**Texte fourni:**
Le Quotidien du Pharmacien.-Les coopérations entre les opérateurs de plateforme et les groupements de pharmaciens vont-elles faire décoller la téléconsultation à l’officine ?
François Lescure.- Nous ne sommes qu’au début des accords commerciaux avec les groupements. Cependant, je crois beaucoup au rôle de premier recours du pharmacien. Car en l’absence de médecin, il faut fournir au pharmacien toutes les facilités pour accéder à la téléconsultation afin d’offrir cette solution aux patients. Toutefois, à l’heure actuelle, on demande beaucoup de sacrifices aux pharmaciens. Tant qu’il n’y a pas de valorisation des actes de téléconsultation, celle-ci va difficilement décoller. Il faut rémunérer le pharmacien au juste prix, c’est la première des revendications que la profession devrait avoir.
Peut-on imaginer de nouveaux modèles économiques, sachant qu’aujourd’hui la principale source de financement reste le forfait mis à la disposition par l’assurance-maladie ?
C’est un fait que la téléconsultation à l’officine n’est pas rentable aujourd’hui. Dans ce contexte, il serait peut-être envisageable que les groupements puissent prendre ce service à leur charge.
Quelles sont les autres limites auxquelles la téléconsultation se confronte actuellement ?

**Données:**
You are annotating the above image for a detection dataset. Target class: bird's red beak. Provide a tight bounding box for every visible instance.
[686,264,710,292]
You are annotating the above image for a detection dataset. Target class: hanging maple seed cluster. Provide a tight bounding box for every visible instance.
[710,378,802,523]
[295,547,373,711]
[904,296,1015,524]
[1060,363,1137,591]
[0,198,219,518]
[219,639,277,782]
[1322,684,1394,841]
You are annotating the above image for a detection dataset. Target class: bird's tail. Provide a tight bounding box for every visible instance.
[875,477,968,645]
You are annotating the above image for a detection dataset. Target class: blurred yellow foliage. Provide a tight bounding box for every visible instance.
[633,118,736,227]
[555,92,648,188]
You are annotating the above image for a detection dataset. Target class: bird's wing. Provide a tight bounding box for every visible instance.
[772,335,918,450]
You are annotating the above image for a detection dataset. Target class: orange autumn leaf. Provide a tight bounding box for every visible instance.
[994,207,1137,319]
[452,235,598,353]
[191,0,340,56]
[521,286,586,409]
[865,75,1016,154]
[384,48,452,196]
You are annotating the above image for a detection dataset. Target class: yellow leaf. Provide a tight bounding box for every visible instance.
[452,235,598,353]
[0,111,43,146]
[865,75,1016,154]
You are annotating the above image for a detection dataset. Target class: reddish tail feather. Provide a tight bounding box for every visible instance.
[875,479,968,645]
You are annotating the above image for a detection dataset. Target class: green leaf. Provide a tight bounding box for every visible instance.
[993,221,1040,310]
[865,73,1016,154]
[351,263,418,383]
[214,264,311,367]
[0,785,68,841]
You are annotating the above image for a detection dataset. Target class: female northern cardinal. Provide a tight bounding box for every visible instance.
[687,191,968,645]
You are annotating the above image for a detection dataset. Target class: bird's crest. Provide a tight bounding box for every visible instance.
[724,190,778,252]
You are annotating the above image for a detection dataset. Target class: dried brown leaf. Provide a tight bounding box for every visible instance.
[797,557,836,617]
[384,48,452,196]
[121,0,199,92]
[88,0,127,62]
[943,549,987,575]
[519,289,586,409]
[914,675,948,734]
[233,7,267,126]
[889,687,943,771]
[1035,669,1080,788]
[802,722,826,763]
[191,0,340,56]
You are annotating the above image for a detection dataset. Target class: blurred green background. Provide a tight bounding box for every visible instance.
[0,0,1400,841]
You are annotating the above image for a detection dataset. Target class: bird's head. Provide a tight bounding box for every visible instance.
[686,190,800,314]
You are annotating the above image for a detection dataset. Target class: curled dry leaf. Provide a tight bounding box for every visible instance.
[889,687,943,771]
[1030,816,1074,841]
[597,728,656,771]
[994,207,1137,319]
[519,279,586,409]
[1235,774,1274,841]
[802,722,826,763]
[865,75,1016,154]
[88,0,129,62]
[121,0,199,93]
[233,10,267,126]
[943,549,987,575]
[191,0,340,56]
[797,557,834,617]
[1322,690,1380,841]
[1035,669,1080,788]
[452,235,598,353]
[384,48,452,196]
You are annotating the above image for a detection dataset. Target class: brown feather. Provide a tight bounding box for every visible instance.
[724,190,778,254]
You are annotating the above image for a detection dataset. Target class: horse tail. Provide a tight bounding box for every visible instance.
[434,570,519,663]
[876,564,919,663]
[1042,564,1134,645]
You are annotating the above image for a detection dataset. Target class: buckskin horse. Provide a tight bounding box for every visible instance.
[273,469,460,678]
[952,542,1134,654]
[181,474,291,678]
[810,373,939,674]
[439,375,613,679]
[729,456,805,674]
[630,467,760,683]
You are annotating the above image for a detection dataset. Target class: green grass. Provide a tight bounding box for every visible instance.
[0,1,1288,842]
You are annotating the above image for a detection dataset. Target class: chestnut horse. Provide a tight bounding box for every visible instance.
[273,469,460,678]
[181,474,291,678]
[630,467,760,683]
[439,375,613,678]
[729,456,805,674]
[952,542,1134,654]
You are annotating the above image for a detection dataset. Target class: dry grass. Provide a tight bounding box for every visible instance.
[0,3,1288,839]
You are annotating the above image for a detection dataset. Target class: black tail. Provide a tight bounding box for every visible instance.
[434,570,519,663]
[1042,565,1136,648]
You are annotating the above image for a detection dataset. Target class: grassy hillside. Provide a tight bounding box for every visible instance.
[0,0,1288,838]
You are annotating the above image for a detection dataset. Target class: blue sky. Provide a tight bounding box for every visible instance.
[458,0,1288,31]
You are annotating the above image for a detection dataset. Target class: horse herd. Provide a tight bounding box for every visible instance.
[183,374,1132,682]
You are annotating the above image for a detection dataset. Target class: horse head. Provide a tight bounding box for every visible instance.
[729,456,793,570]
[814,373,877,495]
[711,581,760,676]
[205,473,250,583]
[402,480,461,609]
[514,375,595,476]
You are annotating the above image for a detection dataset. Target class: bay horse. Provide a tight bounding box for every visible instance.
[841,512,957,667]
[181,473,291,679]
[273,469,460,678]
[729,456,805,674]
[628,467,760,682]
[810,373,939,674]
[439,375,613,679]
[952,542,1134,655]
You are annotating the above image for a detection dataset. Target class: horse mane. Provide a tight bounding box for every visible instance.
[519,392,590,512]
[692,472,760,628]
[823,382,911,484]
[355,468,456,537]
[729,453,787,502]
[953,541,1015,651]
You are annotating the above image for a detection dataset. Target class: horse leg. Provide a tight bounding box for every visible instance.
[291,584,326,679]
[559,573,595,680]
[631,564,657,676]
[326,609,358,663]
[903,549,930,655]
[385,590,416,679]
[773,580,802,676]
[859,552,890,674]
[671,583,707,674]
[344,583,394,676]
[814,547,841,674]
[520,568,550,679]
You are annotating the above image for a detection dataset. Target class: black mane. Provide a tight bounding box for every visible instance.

**Exercice:** Renvoyez le texte fourni en entier et à l'identique. Servez-vous uniquement du texte fourni.

**Réponse attendue:**
Le Quotidien du Pharmacien.-Les coopérations entre les opérateurs de plateforme et les groupements de pharmaciens vont-elles faire décoller la téléconsultation à l’officine ?
François Lescure.- Nous ne sommes qu’au début des accords commerciaux avec les groupements. Cependant, je crois beaucoup au rôle de premier recours du pharmacien. Car en l’absence de médecin, il faut fournir au pharmacien toutes les facilités pour accéder à la téléconsultation afin d’offrir cette solution aux patients. Toutefois, à l’heure actuelle, on demande beaucoup de sacrifices aux pharmaciens. Tant qu’il n’y a pas de valorisation des actes de téléconsultation, celle-ci va difficilement décoller. Il faut rémunérer le pharmacien au juste prix, c’est la première des revendications que la profession devrait avoir.
Peut-on imaginer de nouveaux modèles économiques, sachant qu’aujourd’hui la principale source de financement reste le forfait mis à la disposition par l’assurance-maladie ?
C’est un fait que la téléconsultation à l’officine n’est pas rentable aujourd’hui. Dans ce contexte, il serait peut-être envisageable que les groupements puissent prendre ce service à leur charge.
Quelles sont les autres limites auxquelles la téléconsultation se confronte actuellement ?